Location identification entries

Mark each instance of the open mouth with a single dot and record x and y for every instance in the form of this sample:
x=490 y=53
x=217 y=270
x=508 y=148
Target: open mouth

What you need to do: Restate each entry exactly, skipping none.

Correct response:
Mark each instance of the open mouth with a single dot and record x and y for every instance in the form of this sample:
x=490 y=53
x=217 y=270
x=508 y=148
Target: open mouth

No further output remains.